● EXERCISE: In the rows below, switch each "rough mask" to "coarse mask" and keep everything else the same. Leave the pictures out of your answer.
┏━━
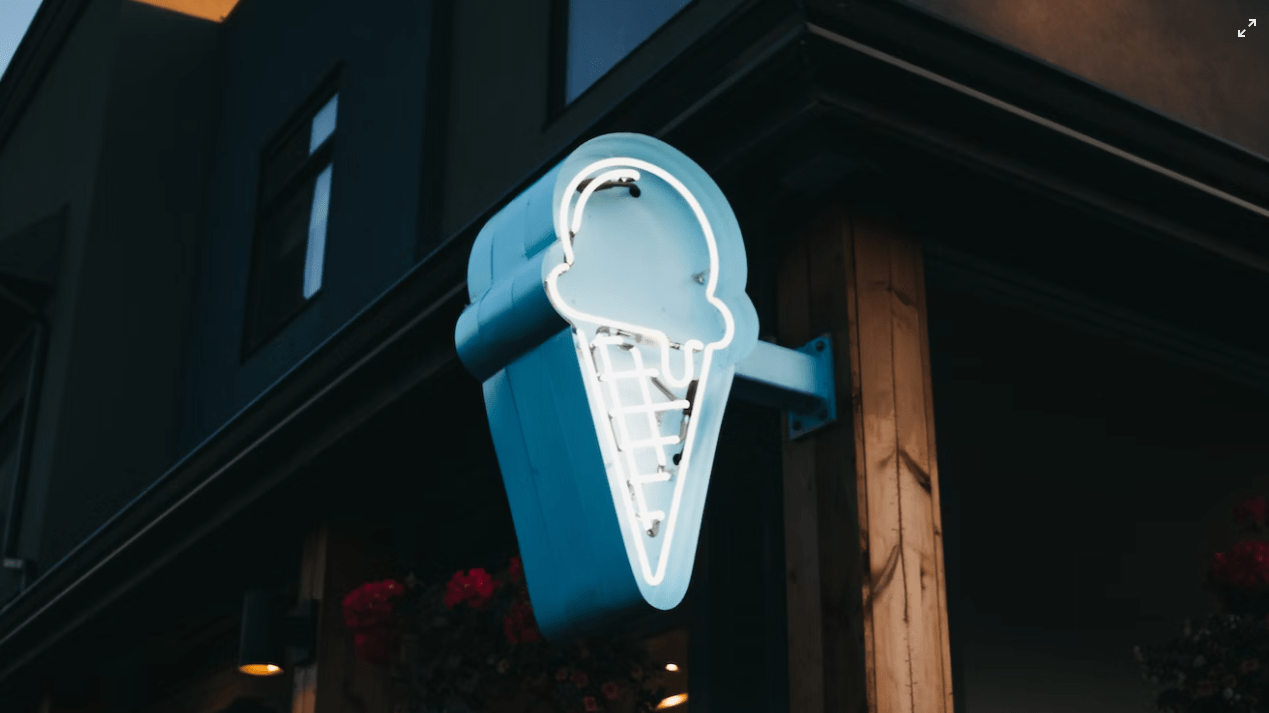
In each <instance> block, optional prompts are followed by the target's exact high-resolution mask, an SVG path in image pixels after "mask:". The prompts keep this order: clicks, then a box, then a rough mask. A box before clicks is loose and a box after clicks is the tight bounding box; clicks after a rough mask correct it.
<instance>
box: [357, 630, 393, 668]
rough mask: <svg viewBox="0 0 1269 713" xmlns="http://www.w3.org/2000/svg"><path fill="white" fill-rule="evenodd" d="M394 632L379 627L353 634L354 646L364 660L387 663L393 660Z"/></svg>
mask: <svg viewBox="0 0 1269 713" xmlns="http://www.w3.org/2000/svg"><path fill="white" fill-rule="evenodd" d="M392 638H393V637H392V632H391V631H387V629H379V631H373V632H365V633H358V634H354V636H353V648H354V650H355V651H357V657H358V658H360V660H362V661H368V662H371V664H377V665H379V666H383V665H386V664H387V662H388V661H391V660H392Z"/></svg>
┗━━
● REPLY:
In each <instance> block, optional prompts are followed by the target's exact high-resolution mask, an SVG path in image pixels after "mask:". The prompts keep this order: clicks, then a box, then a coarse mask. A box before clicks is loose and a box after clicks is the tight bounding box; clicks after a coarse mask correct it.
<instance>
box: [357, 630, 393, 668]
coarse mask: <svg viewBox="0 0 1269 713" xmlns="http://www.w3.org/2000/svg"><path fill="white" fill-rule="evenodd" d="M394 632L379 627L353 634L354 646L364 660L387 663L393 660Z"/></svg>
mask: <svg viewBox="0 0 1269 713" xmlns="http://www.w3.org/2000/svg"><path fill="white" fill-rule="evenodd" d="M392 638H393V637H392V632H391V631H387V629H379V631H373V632H365V633H358V634H354V636H353V648H354V650H355V651H357V657H358V658H360V660H362V661H368V662H371V664H377V665H379V666H383V665H386V664H387V662H388V661H391V660H392Z"/></svg>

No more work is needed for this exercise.